[Lesetext]
########################################

Seit Tagen wache ich jeden morgen mit Kopfschmerzen auf. Ich verzweifle einmal mehr am Menschen: Gerade wurde ein schwarzer Mann in den USA durch die Folgen willkürliche Polizeigewalt getötet. Der Tod von George Flyod versammelt Black Lives Matter-Aktivist*innen auf den Straßen und im Netz.
Warum ist der Mensch so schlecht?

########################################

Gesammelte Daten
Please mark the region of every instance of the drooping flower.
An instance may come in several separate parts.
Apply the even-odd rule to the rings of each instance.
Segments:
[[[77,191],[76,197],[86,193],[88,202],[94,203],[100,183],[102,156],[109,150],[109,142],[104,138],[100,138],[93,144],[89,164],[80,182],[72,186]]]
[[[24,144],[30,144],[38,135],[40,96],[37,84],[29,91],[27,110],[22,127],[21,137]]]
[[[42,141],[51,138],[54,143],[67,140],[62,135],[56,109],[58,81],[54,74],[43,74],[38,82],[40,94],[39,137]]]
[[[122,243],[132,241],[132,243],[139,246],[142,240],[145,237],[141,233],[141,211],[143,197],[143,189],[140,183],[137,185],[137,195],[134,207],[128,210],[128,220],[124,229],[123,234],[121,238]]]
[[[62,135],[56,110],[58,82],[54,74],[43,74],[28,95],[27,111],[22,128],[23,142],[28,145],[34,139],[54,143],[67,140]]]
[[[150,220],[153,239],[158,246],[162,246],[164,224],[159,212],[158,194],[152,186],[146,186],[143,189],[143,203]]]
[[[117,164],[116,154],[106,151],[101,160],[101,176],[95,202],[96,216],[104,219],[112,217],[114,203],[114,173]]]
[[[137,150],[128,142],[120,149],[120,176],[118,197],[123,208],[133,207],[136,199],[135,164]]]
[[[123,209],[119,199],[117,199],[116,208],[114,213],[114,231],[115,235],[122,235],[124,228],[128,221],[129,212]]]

########################################

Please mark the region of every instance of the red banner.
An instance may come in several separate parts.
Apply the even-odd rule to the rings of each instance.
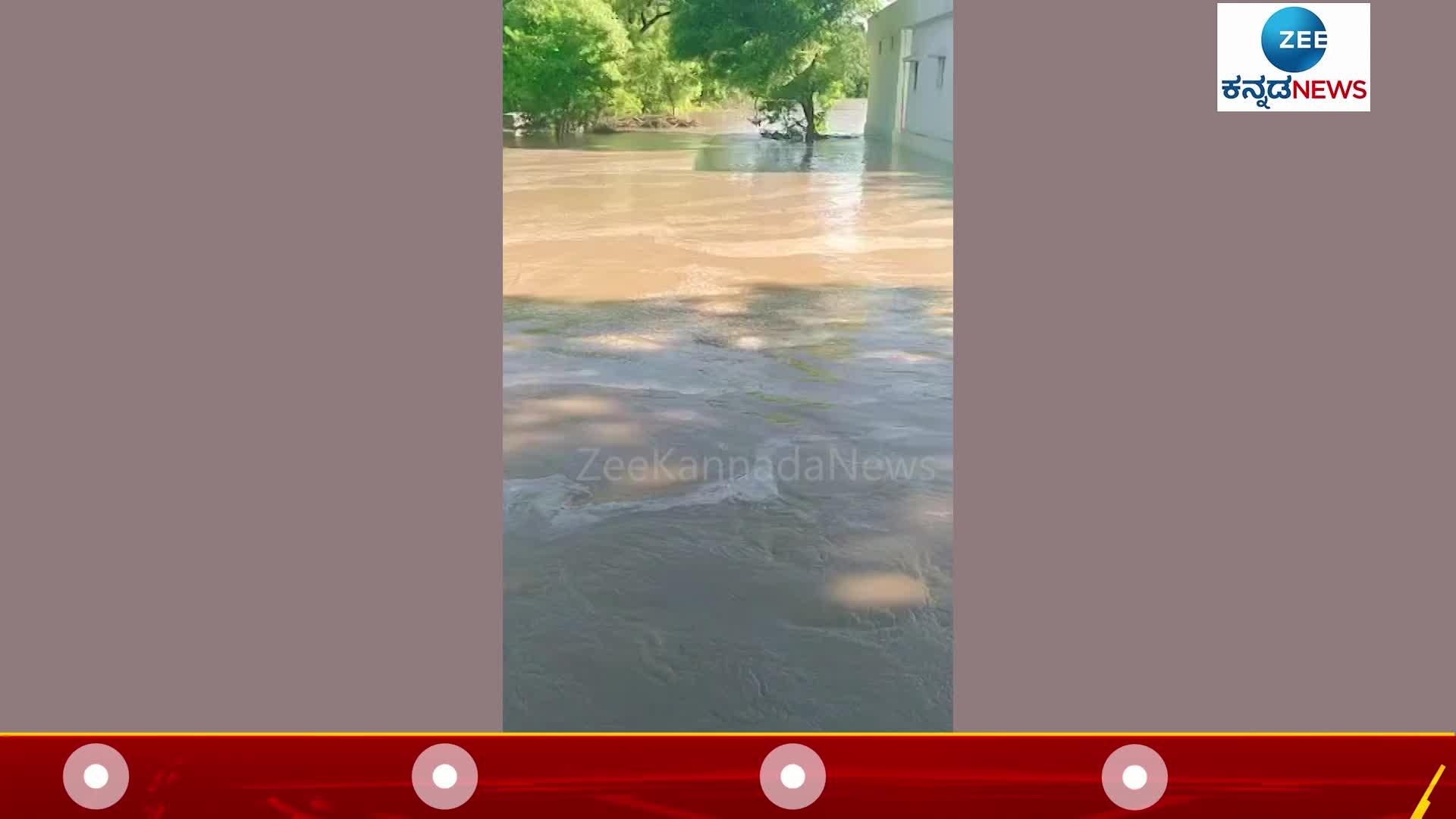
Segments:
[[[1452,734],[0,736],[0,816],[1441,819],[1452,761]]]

########################################

[Aufgabe] Womit wacht die schreibende Person laut Lesetext seit Tagen jeden Morgen auf? Die Zeilen sind eigenständiges Material und gehören nicht zum Lesetext.

[Deine Antwort] Mit Kopfschmerzen.